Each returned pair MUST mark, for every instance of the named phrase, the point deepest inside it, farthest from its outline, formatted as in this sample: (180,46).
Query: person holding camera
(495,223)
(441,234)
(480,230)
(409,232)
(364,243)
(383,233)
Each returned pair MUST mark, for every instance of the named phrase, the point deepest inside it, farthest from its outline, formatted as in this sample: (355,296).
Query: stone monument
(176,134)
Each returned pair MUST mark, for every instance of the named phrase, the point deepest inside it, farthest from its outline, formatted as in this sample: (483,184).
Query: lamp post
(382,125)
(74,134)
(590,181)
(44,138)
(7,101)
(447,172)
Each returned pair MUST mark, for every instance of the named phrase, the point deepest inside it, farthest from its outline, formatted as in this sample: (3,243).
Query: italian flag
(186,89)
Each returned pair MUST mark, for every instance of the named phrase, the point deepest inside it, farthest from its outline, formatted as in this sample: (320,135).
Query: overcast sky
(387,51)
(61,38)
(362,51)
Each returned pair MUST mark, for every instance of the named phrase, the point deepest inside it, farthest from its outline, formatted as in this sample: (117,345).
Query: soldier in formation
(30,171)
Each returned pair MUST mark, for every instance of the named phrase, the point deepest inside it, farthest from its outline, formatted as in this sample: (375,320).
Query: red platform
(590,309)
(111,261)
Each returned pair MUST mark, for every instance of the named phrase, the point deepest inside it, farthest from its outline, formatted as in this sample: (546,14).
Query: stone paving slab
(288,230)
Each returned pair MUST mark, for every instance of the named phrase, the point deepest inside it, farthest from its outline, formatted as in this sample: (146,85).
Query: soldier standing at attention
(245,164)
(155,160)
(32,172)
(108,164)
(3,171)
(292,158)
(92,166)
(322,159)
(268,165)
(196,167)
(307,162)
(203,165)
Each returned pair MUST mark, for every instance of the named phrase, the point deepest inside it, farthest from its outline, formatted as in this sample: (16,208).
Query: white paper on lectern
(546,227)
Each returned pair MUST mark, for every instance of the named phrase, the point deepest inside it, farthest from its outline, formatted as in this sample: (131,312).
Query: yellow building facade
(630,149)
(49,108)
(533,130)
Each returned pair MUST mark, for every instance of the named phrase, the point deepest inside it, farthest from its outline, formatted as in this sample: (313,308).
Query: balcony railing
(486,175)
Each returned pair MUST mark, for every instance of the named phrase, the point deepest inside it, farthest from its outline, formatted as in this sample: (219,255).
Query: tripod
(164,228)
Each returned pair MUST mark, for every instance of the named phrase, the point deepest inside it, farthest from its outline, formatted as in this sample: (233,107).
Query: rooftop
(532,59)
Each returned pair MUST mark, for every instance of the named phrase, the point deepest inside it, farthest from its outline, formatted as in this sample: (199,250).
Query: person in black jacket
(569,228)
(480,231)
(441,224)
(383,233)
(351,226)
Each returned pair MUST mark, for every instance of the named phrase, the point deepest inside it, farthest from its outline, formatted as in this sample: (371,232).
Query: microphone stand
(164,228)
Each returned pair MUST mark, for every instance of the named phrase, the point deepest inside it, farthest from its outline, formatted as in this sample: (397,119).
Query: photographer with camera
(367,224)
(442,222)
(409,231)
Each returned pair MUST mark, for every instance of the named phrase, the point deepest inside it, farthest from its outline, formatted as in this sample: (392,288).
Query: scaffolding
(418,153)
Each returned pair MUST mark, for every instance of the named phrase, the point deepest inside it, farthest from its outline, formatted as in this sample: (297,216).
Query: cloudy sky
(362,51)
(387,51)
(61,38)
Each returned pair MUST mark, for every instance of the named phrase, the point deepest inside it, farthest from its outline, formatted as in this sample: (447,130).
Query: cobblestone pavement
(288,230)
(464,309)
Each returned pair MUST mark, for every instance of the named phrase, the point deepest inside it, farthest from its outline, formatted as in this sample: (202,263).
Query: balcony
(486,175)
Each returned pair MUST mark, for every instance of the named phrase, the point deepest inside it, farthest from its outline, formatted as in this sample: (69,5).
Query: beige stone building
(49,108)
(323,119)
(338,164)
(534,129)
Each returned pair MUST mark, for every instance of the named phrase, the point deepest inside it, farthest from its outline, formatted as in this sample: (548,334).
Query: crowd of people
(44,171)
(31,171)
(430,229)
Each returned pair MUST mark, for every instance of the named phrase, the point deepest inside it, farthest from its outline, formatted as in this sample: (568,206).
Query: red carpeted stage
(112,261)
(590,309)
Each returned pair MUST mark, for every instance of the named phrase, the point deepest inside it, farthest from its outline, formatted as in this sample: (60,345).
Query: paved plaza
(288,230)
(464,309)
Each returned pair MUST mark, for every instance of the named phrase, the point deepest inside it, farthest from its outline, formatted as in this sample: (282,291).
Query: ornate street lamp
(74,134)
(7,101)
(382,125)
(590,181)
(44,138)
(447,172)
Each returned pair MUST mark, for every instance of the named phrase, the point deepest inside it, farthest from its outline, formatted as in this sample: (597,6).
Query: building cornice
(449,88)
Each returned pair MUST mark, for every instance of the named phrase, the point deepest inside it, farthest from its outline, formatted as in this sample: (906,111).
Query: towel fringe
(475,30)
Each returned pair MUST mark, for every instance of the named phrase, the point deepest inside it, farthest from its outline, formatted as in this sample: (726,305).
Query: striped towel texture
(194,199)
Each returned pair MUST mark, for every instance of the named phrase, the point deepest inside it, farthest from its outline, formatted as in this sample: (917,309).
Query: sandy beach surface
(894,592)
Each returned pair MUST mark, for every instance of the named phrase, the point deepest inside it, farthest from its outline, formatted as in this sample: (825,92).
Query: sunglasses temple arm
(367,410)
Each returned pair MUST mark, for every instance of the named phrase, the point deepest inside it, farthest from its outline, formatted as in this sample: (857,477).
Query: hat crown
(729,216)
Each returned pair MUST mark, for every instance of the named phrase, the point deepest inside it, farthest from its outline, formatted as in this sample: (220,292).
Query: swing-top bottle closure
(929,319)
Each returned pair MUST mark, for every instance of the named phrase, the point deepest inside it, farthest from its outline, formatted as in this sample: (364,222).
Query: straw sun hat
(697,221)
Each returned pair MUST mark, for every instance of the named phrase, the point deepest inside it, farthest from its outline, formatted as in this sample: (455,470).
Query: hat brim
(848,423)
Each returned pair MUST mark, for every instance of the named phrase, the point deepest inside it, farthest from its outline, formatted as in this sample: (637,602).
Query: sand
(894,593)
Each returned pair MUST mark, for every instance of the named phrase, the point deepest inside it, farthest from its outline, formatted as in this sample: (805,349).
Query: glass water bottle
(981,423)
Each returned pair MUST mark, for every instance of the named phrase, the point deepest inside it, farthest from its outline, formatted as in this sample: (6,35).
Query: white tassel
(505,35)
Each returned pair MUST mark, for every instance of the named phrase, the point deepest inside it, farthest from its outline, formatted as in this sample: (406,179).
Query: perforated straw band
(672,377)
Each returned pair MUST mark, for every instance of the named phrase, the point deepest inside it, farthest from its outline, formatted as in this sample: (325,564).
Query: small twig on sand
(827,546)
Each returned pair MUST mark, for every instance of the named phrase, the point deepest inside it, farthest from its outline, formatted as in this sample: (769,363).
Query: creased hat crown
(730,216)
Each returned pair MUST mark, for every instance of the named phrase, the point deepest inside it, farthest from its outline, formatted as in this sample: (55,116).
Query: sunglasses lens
--------------------------------------------------
• **Work to do**: Extract every one of the lines above and reproduce each one verbatim, with no changes.

• **Response**:
Each returned pair MUST mark, for every instance of the named phrase, the point deepest inside it, farthest from its outline, formatted as in this sample: (180,46).
Query: person holding camera
(495,223)
(441,234)
(480,230)
(409,232)
(364,243)
(383,233)
Each returned pair MUST mark, for every instance of the named phrase, the point deepest inside it, farthest from its outline, formatted as in this sample: (355,296).
Query: stone monument
(176,134)
Each returned pair MUST mark, for every instance of the named phrase, the point deepest inside it, farthest from its outline, formatted as in this sample: (483,184).
Query: lamp post
(382,125)
(74,134)
(590,181)
(44,138)
(7,101)
(447,172)
Each returned pair MUST mark, for every instance of the named phrase, the point deepest inside it, farthest from its outline, formatted as in this sample: (3,243).
Query: italian flag
(186,89)
Each returned pair MUST mark, for every instance of the named phrase, the point deepest inside it, farthest from its outline, formatted as in this sample: (320,135).
Query: overcast sky
(387,51)
(61,38)
(362,51)
Each returned pair MUST mark, for every instance of the named phrase, the point deepest inside it, farthest from its outline, formatted as in this sample: (117,345).
Query: soldier in formation
(30,171)
Each returned pair MUST mark, for every instance of the named phrase, the point deepest inside it, farthest from its outline, formatted as in this sample: (375,320).
Query: red platform
(590,309)
(111,261)
Each returned pair MUST mark, for every instance of the named phrase, the point deepest inside it, farthest from its outline, formatted as in this sample: (546,14).
Query: stone paving slab
(288,230)
Each returned pair MUST mark, for every instance of the named phrase, the point deepest inside it, farthest from its outline, formatted as in this sample: (146,85).
Query: soldier standing at attention
(245,164)
(155,160)
(32,172)
(108,164)
(3,171)
(292,158)
(92,166)
(322,159)
(268,165)
(196,167)
(307,162)
(203,165)
Each returned pair MUST mark, for every instance of the named phrase, the point deepest inside it, farthest from its outline, formatted as in this sample: (16,208).
Query: white paper on lectern
(546,227)
Each returned pair MUST mark, for every instance of the named phrase, the point deepest inside it, farthest from its outline, formatted as in this sample: (131,312).
Query: yellow building facade
(630,149)
(49,108)
(533,130)
Each returned pair MUST mark, for every instance of the named phrase, the point deepest inside it, farthest from its outline, formatted as in this sample: (313,308).
Query: balcony railing
(486,175)
Each returned pair MUST mark, for every instance of the named phrase, the point deepest inside it, farthest from its outline, formatted as in this sample: (219,255).
Query: tripod
(164,228)
Each returned pair MUST mark, for every instance of the named phrase, the point deepest inside it, farthest from its outline, formatted as in this sample: (233,107).
Query: rooftop
(532,59)
Each returned pair MUST mark, for every instance of the named phrase, the point deepest inside it, farthest from its outline, formatted as in this sample: (199,250).
Query: person in black jacket
(569,228)
(480,231)
(441,224)
(383,233)
(351,226)
Each returned pair MUST mark, for every instance of the named phrase, the point deepest inside it, farthest from its outline, formatted as in this sample: (371,232).
Query: microphone stand
(164,228)
Each returned pair MUST mark, for every instance of the named phrase, the point deepest inside it, farthest from its outline, formatted as in this sample: (397,119).
Query: photographer with camera
(367,224)
(442,222)
(409,231)
Each returned pair MUST mark, for every instance of the named phrase, the point deepest inside it, farthest from its outline, formatted as in this sample: (392,288).
Query: scaffolding
(418,153)
Each returned pair MUST mark, for every instance of the named phrase, the point deepest inside it, farthest from its outline, formatted as in this sample: (297,216).
Query: cloudy sky
(362,51)
(387,51)
(61,38)
Each returned pair MUST mark, for every instance of the named phrase, the point deepest inside it, farthest from its outline, formatted as in this sample: (447,130).
Query: cobblestone pavement
(288,230)
(464,309)
Each returned pair MUST mark, for every instance of the named phrase, the point deepest inside it, farthest from its outline, formatted as in this sample: (202,263).
Query: balcony
(486,175)
Each returned pair MUST mark, for every instance of the named phrase, the point deepest inside it, farthest from its outline, formatted as in this sample: (69,5).
Query: beige stone building
(49,108)
(323,119)
(338,164)
(534,129)
Each returned pair MUST mark, for every instance of the named phrase, the point deepest inside it, farthest from its outline, formatted as in this sample: (548,334).
Query: crowd of people
(44,171)
(31,171)
(430,229)
Each returned pair MUST mark, for every instance of the named phrase, the point deepest inside it, farthest from its outline, formatted as in this sample: (568,206).
Query: red carpeted stage
(112,261)
(590,309)
Each returned pair MUST mark, for every instance of the named phrase, the point deepest inside it, farthest from its outline, formatted as in this sample: (60,345).
Query: paved plaza
(288,230)
(464,309)
Each returned pair MUST mark, for every instance of the named phrase, the point deepest inside it, farthest from its outline, formatted as in this sample: (282,291).
Query: ornate street lamp
(74,134)
(7,101)
(382,125)
(590,181)
(44,138)
(447,172)
Each returned pair MUST mark, for every instance of the named phrase, the point deepest inside it, farthest from its outline, formatted as in this sample: (597,6).
Query: building cornice
(449,88)
Each returned pair MUST mark, for every instance of the named phrase, the point deepest inside it, farthest from its outline, formatted as in this sample: (906,111).
Query: towel fringe
(475,30)
Each returned pair MUST mark, for every instance of the named phrase, the point deepest inside it, farthest from its outline, formatted as in this sample: (726,305).
Query: striped towel texture
(194,199)
Each returned pair MUST mark, for every instance of the named phrase, the point deepest inside it, farthest from its outline, formatted as in this sample: (917,309).
Query: sandy beach surface
(894,592)
Each returned pair MUST mark, for every instance of the named phrase, the point deepest inside it, farthest from its outline, formatted as in this sample: (825,92).
Query: sunglasses temple arm
(367,410)
Each returned pair MUST mark, for every instance of the named phrase, the point deepest inside it, farthest from its outline, formatted as in this sample: (857,477).
Query: hat crown
(729,216)
Each returned pair MUST mark, for every instance of the named phrase, the point deepest inside it, farthest from its outline, formatted as in this sample: (220,292).
Query: swing-top bottle closure
(929,319)
Each returned pair MUST mark, for every instance of the named phrase, the point deepest inside it, farthest from its outline, formatted as in this sample: (364,222).
Query: straw sun hat
(697,221)
Each returned pair MUST mark, for every instance of the named phrase, the point deepest inside it, farthest from its outline, formatted as in this sample: (455,470).
Query: hat brim
(848,423)
Each returned pair MUST mark, for every instance of the named phrase, the point deepest inside it, farthest from its outline, formatted as in this sample: (637,602).
Query: sand
(894,593)
Each returned pair MUST mark, for every instance of the named phrase, the point deepest inside it, farthest from its outline, formatted as in this sample: (805,349).
Query: glass water bottle
(981,423)
Each returned pair MUST mark, for every instance of the named phrase, the point deepest inside it, farthest from its outline, formatted as in this sample: (6,35).
Query: white tassel
(505,35)
Each returned pair MUST mark, for every instance of the named phrase, the point deepest inside it, farthest from its outline, formatted as in this sample: (406,179).
Query: perforated straw band
(672,377)
Each returned pair MUST mark, for every instance of the named phrase, the point deepest inside it, farthest from its outline, formatted as in this sample: (325,564).
Query: small twig on sand
(827,546)
Each returned pair MUST mark, for every instance of the named phrase, the point deepest inside it, farthest from its outline, formatted as in this sample: (769,363).
Query: creased hat crown
(730,216)
Each returned pair MUST mark, for every instance of the named phrase, the point deepest inside it, farthest from its outline, formatted as in this sample: (55,116).
Query: sunglasses lens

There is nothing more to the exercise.